"""
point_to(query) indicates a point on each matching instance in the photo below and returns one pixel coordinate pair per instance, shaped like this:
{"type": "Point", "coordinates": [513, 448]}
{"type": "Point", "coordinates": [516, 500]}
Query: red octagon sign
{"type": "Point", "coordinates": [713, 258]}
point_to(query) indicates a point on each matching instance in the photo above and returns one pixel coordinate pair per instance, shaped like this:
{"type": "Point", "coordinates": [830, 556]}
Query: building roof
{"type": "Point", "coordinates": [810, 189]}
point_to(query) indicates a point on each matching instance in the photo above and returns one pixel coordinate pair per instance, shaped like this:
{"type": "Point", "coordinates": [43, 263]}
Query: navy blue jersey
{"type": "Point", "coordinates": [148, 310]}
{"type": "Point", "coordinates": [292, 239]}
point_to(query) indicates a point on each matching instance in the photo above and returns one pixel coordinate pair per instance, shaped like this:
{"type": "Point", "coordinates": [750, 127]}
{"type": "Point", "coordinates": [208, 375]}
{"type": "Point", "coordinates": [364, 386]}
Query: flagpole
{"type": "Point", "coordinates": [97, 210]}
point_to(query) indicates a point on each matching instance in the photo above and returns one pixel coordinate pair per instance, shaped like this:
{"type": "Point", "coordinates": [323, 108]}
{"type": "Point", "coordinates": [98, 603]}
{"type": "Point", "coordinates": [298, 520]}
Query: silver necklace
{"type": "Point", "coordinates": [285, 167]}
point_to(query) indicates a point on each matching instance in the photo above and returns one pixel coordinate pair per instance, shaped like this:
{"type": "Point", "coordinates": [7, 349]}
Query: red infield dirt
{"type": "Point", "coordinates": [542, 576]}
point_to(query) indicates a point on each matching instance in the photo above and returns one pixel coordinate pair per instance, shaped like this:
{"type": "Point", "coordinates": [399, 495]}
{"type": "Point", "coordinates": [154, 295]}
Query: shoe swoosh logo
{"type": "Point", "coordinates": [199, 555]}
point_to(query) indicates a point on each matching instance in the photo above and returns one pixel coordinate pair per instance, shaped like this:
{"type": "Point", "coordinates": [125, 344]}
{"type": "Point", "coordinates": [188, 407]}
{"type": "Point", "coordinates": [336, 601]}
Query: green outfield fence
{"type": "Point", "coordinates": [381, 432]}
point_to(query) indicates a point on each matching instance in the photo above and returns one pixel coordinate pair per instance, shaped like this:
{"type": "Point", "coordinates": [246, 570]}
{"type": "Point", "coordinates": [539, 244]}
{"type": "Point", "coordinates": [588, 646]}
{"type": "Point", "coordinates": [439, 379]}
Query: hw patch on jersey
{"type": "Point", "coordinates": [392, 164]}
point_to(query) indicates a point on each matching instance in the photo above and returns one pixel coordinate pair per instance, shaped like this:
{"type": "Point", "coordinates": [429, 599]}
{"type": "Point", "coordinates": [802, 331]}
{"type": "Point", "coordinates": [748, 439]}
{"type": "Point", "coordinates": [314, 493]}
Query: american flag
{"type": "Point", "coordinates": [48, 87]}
"""
■ GIVEN INSTRUCTION: Your task is to retype all the records above with nothing left out.

■ THE COMPLETED TASK:
point_to(query) indicates a point on each matching instance in the photo below and returns one pixel coordinate pair per instance, shaped like this:
{"type": "Point", "coordinates": [513, 448]}
{"type": "Point", "coordinates": [516, 500]}
Query: red octagon sign
{"type": "Point", "coordinates": [713, 258]}
point_to(query) indicates a point on each matching instance in the photo above and returns one pixel coordinate pair per instance, shaped like this:
{"type": "Point", "coordinates": [830, 556]}
Query: building roof
{"type": "Point", "coordinates": [810, 189]}
point_to(query) indicates a point on each matching instance in the photo above and returns one pixel coordinate pair per instance, shaped like this:
{"type": "Point", "coordinates": [43, 263]}
Query: navy blue jersey
{"type": "Point", "coordinates": [148, 310]}
{"type": "Point", "coordinates": [292, 239]}
point_to(query) indicates a point on each matching instance in the photo above and returns one pixel coordinate pair per instance, shaped like this:
{"type": "Point", "coordinates": [750, 127]}
{"type": "Point", "coordinates": [208, 375]}
{"type": "Point", "coordinates": [364, 386]}
Query: flagpole
{"type": "Point", "coordinates": [97, 210]}
point_to(query) indicates a point on each matching instance in the photo above and returns one pixel coordinate pair per instance, shaped like this:
{"type": "Point", "coordinates": [323, 108]}
{"type": "Point", "coordinates": [98, 603]}
{"type": "Point", "coordinates": [298, 520]}
Query: silver necklace
{"type": "Point", "coordinates": [285, 167]}
point_to(query) indicates a point on each matching instance in the photo above and returns one pixel coordinate pair per instance, shaped like this:
{"type": "Point", "coordinates": [7, 349]}
Query: red infield dirt
{"type": "Point", "coordinates": [542, 576]}
point_to(query) indicates a point on each matching instance in the photo above and returns one pixel coordinate pair per instance, shaped like this:
{"type": "Point", "coordinates": [399, 495]}
{"type": "Point", "coordinates": [154, 295]}
Query: shoe swoosh logo
{"type": "Point", "coordinates": [199, 555]}
point_to(query) indicates a point on each matching instance in the photo above and returns one pixel coordinate pair per instance, shaped like this:
{"type": "Point", "coordinates": [125, 344]}
{"type": "Point", "coordinates": [188, 407]}
{"type": "Point", "coordinates": [336, 601]}
Query: green outfield fence
{"type": "Point", "coordinates": [381, 432]}
point_to(query) indicates a point on each matching instance in the photo above and returns one pixel coordinate pair per instance, shaped like this:
{"type": "Point", "coordinates": [246, 570]}
{"type": "Point", "coordinates": [539, 244]}
{"type": "Point", "coordinates": [588, 646]}
{"type": "Point", "coordinates": [439, 379]}
Query: hw patch on jersey
{"type": "Point", "coordinates": [392, 164]}
point_to(query) indicates a point on each matching instance in the photo above and returns one pixel coordinate pair per instance, shaped like this:
{"type": "Point", "coordinates": [429, 599]}
{"type": "Point", "coordinates": [802, 331]}
{"type": "Point", "coordinates": [748, 439]}
{"type": "Point", "coordinates": [314, 493]}
Query: american flag
{"type": "Point", "coordinates": [48, 87]}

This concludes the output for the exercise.